### Your instructions
Can you render the lines below as a Markdown table with a Row column for the row number and a Line column for the line itself, starting at the beginning of the records and ending at the line that contains "positive clicks: (123, 44) (4, 69) (6, 159)", both ends included? Skip any blank lines and leave the pictures out.

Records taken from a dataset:
=== Section Start ===

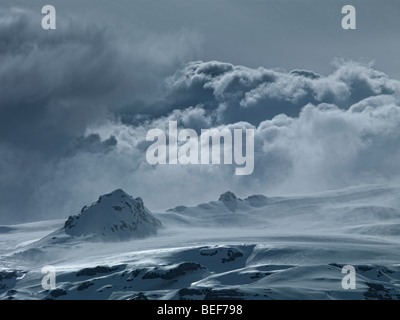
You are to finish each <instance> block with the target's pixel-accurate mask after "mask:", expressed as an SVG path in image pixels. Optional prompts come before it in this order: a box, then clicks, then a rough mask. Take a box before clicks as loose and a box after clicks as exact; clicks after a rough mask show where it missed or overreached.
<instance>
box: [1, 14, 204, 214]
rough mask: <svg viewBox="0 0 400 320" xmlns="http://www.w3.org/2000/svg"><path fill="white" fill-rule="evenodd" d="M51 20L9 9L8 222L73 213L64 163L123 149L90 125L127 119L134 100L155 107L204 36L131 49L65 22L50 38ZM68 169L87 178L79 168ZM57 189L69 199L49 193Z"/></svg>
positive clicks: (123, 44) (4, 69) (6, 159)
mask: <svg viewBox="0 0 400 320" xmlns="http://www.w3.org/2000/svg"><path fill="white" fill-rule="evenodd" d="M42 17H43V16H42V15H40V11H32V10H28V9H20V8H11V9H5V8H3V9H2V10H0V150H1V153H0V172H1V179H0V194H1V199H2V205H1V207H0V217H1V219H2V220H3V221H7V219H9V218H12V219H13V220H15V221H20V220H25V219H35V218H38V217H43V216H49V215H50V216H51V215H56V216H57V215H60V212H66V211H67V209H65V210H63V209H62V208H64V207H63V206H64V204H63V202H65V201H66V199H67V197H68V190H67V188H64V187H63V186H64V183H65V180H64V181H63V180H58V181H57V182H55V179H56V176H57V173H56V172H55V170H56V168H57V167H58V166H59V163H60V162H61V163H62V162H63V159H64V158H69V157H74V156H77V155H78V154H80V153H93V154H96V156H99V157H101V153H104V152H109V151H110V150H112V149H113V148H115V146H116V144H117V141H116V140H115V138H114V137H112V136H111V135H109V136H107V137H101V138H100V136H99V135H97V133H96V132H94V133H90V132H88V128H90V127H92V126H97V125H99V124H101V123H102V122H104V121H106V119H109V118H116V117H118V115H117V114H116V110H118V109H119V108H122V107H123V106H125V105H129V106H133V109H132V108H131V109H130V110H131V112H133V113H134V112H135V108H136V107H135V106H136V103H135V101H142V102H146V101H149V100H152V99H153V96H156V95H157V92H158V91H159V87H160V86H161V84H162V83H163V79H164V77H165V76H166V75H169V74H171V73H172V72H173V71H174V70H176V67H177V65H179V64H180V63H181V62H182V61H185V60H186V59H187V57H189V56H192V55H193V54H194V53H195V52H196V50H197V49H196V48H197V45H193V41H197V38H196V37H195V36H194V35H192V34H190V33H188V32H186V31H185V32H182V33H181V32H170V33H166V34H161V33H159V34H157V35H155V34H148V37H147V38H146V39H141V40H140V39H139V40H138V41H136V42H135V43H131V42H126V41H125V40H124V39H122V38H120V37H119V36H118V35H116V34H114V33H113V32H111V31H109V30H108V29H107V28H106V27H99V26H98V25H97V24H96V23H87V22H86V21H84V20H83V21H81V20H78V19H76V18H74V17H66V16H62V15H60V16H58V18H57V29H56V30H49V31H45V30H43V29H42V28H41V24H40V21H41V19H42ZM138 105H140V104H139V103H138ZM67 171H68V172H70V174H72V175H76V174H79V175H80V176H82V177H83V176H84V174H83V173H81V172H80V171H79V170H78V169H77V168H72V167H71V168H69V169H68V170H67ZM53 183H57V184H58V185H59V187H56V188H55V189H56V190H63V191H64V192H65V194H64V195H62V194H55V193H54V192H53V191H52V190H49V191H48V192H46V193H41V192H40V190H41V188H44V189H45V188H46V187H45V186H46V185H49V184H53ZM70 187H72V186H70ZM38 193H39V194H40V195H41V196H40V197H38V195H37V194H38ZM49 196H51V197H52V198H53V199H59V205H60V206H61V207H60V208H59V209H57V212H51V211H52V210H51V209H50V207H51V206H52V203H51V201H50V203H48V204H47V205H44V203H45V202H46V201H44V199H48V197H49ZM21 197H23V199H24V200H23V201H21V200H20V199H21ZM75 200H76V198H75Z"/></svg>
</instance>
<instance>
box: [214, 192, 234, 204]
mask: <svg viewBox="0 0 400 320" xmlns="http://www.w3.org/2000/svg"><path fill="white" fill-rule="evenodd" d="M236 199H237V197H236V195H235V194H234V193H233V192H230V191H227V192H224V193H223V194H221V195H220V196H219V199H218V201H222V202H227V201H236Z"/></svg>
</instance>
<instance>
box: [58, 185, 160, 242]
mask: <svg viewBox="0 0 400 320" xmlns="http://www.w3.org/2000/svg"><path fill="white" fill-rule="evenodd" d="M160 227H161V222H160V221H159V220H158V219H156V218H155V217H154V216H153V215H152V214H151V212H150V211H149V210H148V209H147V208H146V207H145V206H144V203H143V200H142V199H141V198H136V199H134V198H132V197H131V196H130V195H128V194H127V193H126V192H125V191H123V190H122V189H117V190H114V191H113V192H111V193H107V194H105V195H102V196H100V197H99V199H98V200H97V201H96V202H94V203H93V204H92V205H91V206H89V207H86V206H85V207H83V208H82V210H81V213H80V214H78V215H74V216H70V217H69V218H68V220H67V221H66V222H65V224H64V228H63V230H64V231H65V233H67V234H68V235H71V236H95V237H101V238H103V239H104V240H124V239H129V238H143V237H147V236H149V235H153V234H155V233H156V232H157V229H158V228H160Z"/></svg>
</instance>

=== Section End ===

### Task result
| Row | Line |
|---|---|
| 1 | You are to finish each <instance> block with the target's pixel-accurate mask after "mask:", expressed as an SVG path in image pixels. Optional prompts come before it in this order: a box, then clicks, then a rough mask. Take a box before clicks as loose and a box after clicks as exact; clicks after a rough mask show where it missed or overreached. |
| 2 | <instance> |
| 3 | box: [1, 14, 204, 214] |
| 4 | rough mask: <svg viewBox="0 0 400 320" xmlns="http://www.w3.org/2000/svg"><path fill="white" fill-rule="evenodd" d="M51 20L9 9L8 222L73 213L64 163L123 149L90 125L127 119L134 100L155 107L204 36L131 49L65 22L50 38ZM68 169L87 178L79 168ZM57 189L69 199L49 193Z"/></svg> |
| 5 | positive clicks: (123, 44) (4, 69) (6, 159) |